Retype the entire listing, keeping every word as it is.

——————

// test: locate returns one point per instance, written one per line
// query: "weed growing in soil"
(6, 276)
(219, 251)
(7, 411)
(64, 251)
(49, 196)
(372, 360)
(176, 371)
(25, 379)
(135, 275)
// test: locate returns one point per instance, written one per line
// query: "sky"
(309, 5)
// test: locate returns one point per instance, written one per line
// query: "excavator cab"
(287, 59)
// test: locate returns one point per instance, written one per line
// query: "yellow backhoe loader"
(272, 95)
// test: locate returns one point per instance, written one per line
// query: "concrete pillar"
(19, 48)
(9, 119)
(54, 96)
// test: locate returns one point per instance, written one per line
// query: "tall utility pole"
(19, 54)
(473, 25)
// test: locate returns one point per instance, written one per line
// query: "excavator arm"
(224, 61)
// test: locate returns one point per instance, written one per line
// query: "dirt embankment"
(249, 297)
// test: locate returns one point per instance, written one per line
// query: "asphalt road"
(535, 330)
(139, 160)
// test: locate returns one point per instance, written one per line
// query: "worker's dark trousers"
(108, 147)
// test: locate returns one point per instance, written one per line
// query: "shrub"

——————

# FINAL ANSWER
// test: locate returns one point per instance, written one per line
// query: "weed growing in soil"
(6, 276)
(219, 251)
(7, 411)
(64, 251)
(49, 196)
(372, 360)
(176, 371)
(25, 379)
(135, 275)
// test: locate returns one point per instance, written one per line
// query: "sky"
(309, 5)
// test: locate returns one point per instance, written one per line
// query: "excavator cab"
(287, 59)
// test: locate returns one point per instance, written one per line
// query: "yellow backhoe loader"
(272, 95)
// test: locate returns one point per instance, written one per line
// query: "concrete pillar"
(19, 48)
(9, 119)
(54, 96)
// test: locate returns one point per instance, written one per line
// query: "tall utility pole"
(19, 54)
(473, 25)
// test: locate returns one point per instance, written one per line
// query: "excavator arm"
(224, 61)
// test: locate returns one point per instance, written one per line
// query: "dirt embankment"
(249, 297)
// test: locate returns one point per instance, written one per line
// query: "asphalt road"
(535, 330)
(139, 160)
// test: locate returns one point per instance, written one per line
// query: "worker's dark trousers"
(108, 147)
// test: locate returns one point per instance, written one per line
// query: "shrub"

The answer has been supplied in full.